## Begin Available records

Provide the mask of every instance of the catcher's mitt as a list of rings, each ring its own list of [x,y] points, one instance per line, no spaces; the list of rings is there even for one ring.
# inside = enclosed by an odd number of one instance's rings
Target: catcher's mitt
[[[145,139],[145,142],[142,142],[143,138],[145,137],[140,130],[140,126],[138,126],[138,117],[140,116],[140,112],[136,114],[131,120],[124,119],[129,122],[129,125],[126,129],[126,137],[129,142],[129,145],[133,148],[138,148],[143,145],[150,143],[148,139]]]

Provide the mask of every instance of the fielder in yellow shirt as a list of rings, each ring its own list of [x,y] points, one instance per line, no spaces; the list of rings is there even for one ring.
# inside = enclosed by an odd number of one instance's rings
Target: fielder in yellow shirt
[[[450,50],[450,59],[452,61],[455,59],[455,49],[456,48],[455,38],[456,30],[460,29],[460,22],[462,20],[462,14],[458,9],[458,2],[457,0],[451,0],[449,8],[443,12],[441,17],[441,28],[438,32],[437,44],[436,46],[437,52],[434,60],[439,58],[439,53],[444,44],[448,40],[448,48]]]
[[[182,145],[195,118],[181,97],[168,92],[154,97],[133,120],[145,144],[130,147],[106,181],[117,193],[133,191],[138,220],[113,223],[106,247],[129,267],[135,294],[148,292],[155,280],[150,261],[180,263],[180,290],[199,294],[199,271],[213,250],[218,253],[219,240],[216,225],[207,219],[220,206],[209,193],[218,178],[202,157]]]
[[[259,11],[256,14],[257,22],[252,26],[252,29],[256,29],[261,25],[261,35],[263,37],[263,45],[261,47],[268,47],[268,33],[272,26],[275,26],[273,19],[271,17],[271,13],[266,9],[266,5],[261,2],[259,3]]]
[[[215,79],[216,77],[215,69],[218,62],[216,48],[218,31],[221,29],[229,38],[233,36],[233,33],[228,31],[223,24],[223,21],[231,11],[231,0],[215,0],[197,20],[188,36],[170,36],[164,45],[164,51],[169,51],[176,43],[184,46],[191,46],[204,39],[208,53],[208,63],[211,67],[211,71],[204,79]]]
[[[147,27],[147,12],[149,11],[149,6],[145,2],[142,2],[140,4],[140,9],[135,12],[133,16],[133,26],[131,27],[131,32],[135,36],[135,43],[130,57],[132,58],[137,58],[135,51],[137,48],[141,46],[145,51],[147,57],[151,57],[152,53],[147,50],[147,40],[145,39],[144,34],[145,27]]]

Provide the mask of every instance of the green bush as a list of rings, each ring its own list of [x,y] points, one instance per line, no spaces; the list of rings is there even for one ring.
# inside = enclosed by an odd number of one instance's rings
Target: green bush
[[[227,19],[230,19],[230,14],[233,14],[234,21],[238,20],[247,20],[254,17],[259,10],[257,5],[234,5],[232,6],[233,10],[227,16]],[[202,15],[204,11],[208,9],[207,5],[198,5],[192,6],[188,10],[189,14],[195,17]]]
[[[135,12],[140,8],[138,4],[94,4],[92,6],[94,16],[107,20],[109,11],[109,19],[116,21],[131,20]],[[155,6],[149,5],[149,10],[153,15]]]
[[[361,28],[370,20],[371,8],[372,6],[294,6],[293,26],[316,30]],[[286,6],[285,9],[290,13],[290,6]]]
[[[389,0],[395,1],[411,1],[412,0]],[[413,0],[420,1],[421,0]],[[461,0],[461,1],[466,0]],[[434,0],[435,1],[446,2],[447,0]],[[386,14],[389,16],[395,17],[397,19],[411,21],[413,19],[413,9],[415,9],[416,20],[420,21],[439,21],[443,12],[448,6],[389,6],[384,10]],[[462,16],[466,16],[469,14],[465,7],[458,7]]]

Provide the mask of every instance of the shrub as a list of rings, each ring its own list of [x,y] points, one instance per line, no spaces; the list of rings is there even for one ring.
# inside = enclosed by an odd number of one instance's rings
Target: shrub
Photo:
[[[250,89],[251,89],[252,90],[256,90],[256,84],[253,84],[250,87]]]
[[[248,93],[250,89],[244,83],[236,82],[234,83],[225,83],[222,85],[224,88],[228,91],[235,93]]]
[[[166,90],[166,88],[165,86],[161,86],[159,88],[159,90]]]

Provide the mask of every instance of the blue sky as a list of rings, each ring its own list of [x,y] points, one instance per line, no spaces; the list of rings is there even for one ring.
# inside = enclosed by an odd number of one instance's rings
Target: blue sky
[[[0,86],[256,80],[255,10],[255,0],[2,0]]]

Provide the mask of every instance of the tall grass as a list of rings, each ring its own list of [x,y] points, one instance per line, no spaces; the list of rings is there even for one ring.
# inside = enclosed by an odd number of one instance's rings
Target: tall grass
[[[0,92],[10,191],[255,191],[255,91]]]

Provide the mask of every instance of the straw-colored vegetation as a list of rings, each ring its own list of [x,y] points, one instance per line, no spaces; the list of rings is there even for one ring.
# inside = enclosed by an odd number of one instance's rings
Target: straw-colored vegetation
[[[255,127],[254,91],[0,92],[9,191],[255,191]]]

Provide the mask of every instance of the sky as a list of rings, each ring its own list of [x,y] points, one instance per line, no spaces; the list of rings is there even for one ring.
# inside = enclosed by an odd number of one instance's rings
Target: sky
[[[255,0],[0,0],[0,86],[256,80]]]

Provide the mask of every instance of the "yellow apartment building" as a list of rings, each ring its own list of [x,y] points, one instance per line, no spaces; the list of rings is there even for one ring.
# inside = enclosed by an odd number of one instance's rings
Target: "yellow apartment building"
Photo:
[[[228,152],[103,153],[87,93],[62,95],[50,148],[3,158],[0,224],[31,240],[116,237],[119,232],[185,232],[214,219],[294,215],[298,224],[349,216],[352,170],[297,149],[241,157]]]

## End Available records

_Aim_.
Express every line of the records above as a JSON list of strings, one string per line, leaving out blank lines.

_Task response_.
[
  "Provide the mask of every instance of the catcher's mitt as a list of rings, each ring its own list of [x,y] points, one instance per line, no spaces; the list of rings is there even for one ring.",
  "# inside = enclosed by an odd number of one instance's rings",
  "Target: catcher's mitt",
  "[[[145,139],[145,142],[142,142],[143,138],[145,137],[140,130],[140,126],[138,126],[138,117],[140,116],[140,112],[136,114],[131,120],[124,119],[129,122],[129,125],[126,129],[126,137],[129,142],[129,145],[133,148],[138,148],[143,145],[150,143],[148,139]]]",
  "Provide the mask of every instance of the fielder in yellow shirt as a list of rings, each ring its own list of [x,y] points, one instance per line, no spaces; the list of rings is there even for one ring.",
  "# inside = enclosed by an odd number of one instance's rings",
  "Target: fielder in yellow shirt",
  "[[[450,50],[450,59],[452,61],[455,59],[455,49],[456,48],[455,38],[456,30],[460,29],[460,22],[462,20],[462,14],[458,9],[458,2],[457,0],[451,0],[449,8],[443,12],[441,17],[441,28],[438,32],[437,44],[436,46],[437,52],[434,60],[439,58],[439,53],[444,44],[448,40],[448,48]]]",
  "[[[182,145],[195,118],[181,97],[168,92],[154,97],[133,120],[145,144],[130,147],[106,181],[117,193],[133,191],[138,220],[113,223],[106,247],[129,267],[135,294],[148,292],[155,280],[150,261],[180,263],[180,290],[199,294],[199,271],[213,250],[218,253],[219,240],[216,225],[207,219],[220,206],[209,193],[218,178],[202,157]]]",
  "[[[259,11],[256,14],[257,22],[252,26],[252,29],[256,29],[261,25],[261,35],[263,37],[263,45],[261,47],[268,47],[268,33],[272,26],[275,26],[273,19],[271,17],[271,13],[266,9],[266,5],[261,2],[259,3]]]",
  "[[[215,79],[216,77],[215,69],[218,62],[216,48],[218,31],[221,29],[229,38],[233,36],[233,33],[228,31],[223,24],[223,21],[231,11],[231,0],[215,0],[197,20],[188,36],[170,36],[164,45],[164,51],[169,51],[176,43],[184,46],[191,46],[204,39],[208,53],[208,63],[211,67],[211,71],[204,79]]]",
  "[[[147,27],[147,12],[149,11],[149,6],[145,2],[142,2],[140,4],[140,9],[135,12],[133,16],[133,26],[131,27],[131,32],[135,36],[135,43],[130,57],[132,58],[137,58],[135,51],[137,48],[141,46],[145,51],[147,57],[151,57],[152,53],[147,50],[147,40],[145,39],[144,34],[145,27]]]",
  "Provide the mask of every instance of the green bush as a list of rings, each ring its own list of [x,y] points, one instance per line, no spaces; the list of rings is there even for one ring.",
  "# inside = enclosed by an odd number of one instance's rings",
  "Target: green bush",
  "[[[227,19],[230,19],[230,14],[233,14],[234,21],[238,20],[247,20],[254,17],[259,10],[257,5],[234,5],[232,6],[233,10],[227,16]],[[202,15],[204,11],[208,9],[207,5],[198,5],[192,6],[188,10],[189,14],[195,17]]]",
  "[[[135,12],[140,8],[138,4],[94,4],[92,6],[94,16],[107,20],[109,11],[109,19],[116,21],[131,20]],[[155,6],[149,5],[149,10],[153,15]]]",
  "[[[361,28],[370,20],[371,8],[372,6],[294,6],[293,26],[316,30]],[[286,6],[285,9],[290,13],[290,6]]]",
  "[[[389,0],[395,1],[411,1],[412,0]],[[413,0],[420,1],[421,0]],[[461,0],[461,1],[466,0]],[[434,0],[435,1],[446,2],[447,0]],[[386,14],[389,16],[395,17],[397,19],[411,21],[413,19],[413,9],[415,9],[416,20],[420,21],[439,21],[443,12],[448,6],[389,6],[384,10]],[[462,16],[466,16],[469,14],[465,7],[458,7]]]",
  "Provide the mask of every instance of the shrub as a list of rings, each ring its own list of [x,y] points, one instance per line, no spaces; the list of rings is there even for one ring.",
  "# inside = enclosed by an odd number of one instance's rings",
  "Target: shrub",
  "Photo:",
  "[[[250,89],[251,89],[252,90],[256,90],[256,84],[253,84],[250,87]]]",
  "[[[248,93],[250,89],[244,83],[236,82],[234,83],[225,83],[222,85],[224,88],[228,91],[235,93]]]",
  "[[[166,90],[166,88],[165,86],[161,86],[159,88],[159,90]]]",
  "Provide the mask of every instance of the blue sky as a list of rings, each ring its own list of [x,y] points, one instance per line, no spaces; the list of rings is there even for one ring.",
  "# inside = enclosed by an odd number of one instance's rings",
  "Target: blue sky",
  "[[[0,86],[256,80],[255,10],[255,0],[2,0]]]",
  "Provide the mask of every instance of the tall grass as a list of rings, each ring its own list of [x,y] points, one instance per line, no spaces; the list of rings is there even for one ring.",
  "# inside = enclosed by an odd number of one instance's rings",
  "Target: tall grass",
  "[[[0,92],[10,191],[255,191],[255,91]]]",
  "Provide the mask of every instance of the straw-colored vegetation as a list of rings, each ring its own list of [x,y] points, one instance per line, no spaces; the list of rings is there even for one ring.",
  "# inside = enclosed by an odd number of one instance's rings",
  "Target: straw-colored vegetation",
  "[[[255,127],[254,91],[0,92],[9,191],[255,191]]]",
  "Provide the mask of every instance of the sky as a list of rings, each ring its own list of [x,y] points, one instance per line, no spaces; the list of rings is there even for one ring.",
  "# inside = enclosed by an odd number of one instance's rings",
  "Target: sky",
  "[[[255,0],[0,0],[0,86],[256,80]]]",
  "Provide the mask of every instance of the \"yellow apartment building\" as a list of rings, each ring its own list of [x,y] points, one instance per line, no spaces; the list of rings is there even for one ring.",
  "# inside = enclosed by an odd number of one instance's rings",
  "Target: \"yellow apartment building\"",
  "Photo:",
  "[[[228,152],[103,153],[87,93],[62,95],[50,148],[3,158],[0,224],[31,240],[116,237],[119,232],[185,232],[214,219],[294,215],[298,224],[349,216],[352,170],[297,149],[241,157]]]"
]